### What this task involves:
Each line of the records needs to be written out exactly, with any image left out.

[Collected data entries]
>>>
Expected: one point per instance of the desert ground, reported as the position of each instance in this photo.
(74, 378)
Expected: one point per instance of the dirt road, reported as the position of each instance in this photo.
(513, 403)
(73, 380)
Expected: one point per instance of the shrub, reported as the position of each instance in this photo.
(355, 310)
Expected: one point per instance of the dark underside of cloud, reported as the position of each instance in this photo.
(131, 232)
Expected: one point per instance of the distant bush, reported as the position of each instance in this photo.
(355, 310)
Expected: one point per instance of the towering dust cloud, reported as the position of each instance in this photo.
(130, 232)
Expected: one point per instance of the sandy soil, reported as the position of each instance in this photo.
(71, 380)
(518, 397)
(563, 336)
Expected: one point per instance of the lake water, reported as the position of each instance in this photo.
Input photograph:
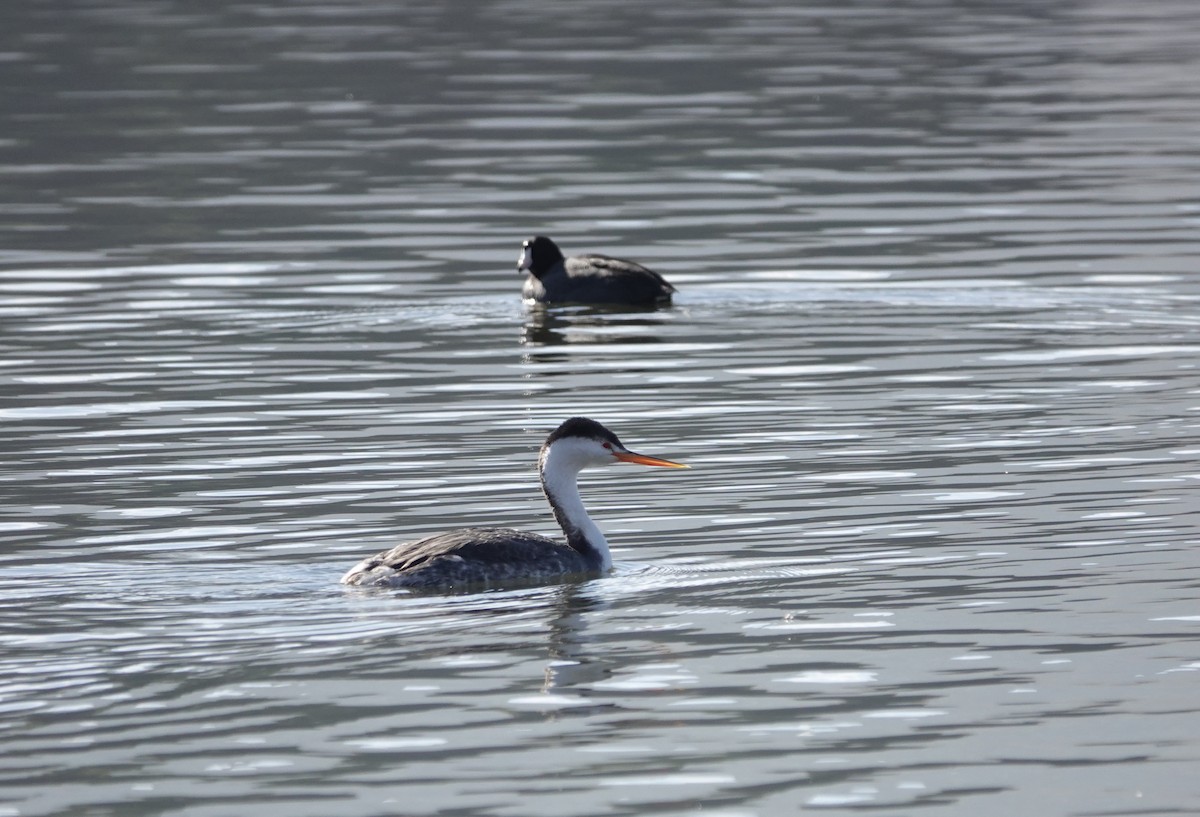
(934, 360)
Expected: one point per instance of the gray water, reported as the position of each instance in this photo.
(934, 364)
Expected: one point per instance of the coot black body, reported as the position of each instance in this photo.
(593, 278)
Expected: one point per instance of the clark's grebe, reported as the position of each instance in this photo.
(474, 558)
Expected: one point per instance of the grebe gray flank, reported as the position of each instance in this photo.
(587, 278)
(475, 558)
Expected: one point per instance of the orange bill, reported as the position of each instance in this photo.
(642, 460)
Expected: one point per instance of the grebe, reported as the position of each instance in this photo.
(468, 558)
(587, 278)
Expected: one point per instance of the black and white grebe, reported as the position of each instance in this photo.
(587, 278)
(475, 558)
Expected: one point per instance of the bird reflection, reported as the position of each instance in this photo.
(550, 326)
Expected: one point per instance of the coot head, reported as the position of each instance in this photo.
(539, 256)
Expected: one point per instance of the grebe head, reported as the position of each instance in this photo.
(539, 256)
(580, 443)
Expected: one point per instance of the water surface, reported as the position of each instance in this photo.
<<<
### Output for this exercise:
Expected: one point per instance of the desert ground, reported as the position of each instance in this photo.
(74, 378)
Expected: one point per instance of the dirt road, reported as the position of each instance in this photo.
(513, 403)
(73, 380)
Expected: one point per instance of the shrub, reported as the position of each instance in this photo.
(355, 310)
Expected: one point per instance of the dark underside of cloud, reported as the position of each instance in this photo.
(131, 232)
Expected: one point per instance of the distant bush, reported as the position of each instance in this photo.
(355, 310)
Expected: one point per instance of the towering dust cloud, reported as the position of each instance in this photo.
(130, 232)
Expected: one point per instance of the sandy soil, reported as the position of each instance in this photo.
(71, 380)
(518, 397)
(563, 336)
Expected: one point per instance of the lake water, reported as the position of each instance in this photo.
Input photograph:
(934, 360)
Expected: one point per instance of the gray water, reported as the position of each instance in this photo.
(934, 364)
Expected: one point per instance of the coot black body, reported as the position of each instance in this photo.
(593, 278)
Expected: one point per instance of the clark's grebe, reported as the position of each instance in this photo.
(474, 558)
Expected: one point per instance of the grebe gray flank, reported as the position of each instance in this photo.
(587, 278)
(475, 558)
Expected: one point per instance of the orange bill, reported as the position of each instance in this photo.
(642, 460)
Expected: one point per instance of the grebe, reported as the position of each instance in this photo.
(468, 558)
(587, 278)
Expected: one point per instance of the black and white grebe, reported as the position of each instance in this photo.
(587, 278)
(475, 558)
Expected: one point per instance of the bird reflection, reported as the position of each instance in this photo.
(550, 326)
Expected: one point per instance of the coot head, reported as the position of each instance in this photo.
(539, 256)
Expected: one point per instance of the grebe head, reported as the position of each instance in this photo.
(539, 256)
(580, 443)
Expected: one point per instance of the water surface, reported as the position of each instance in this photo.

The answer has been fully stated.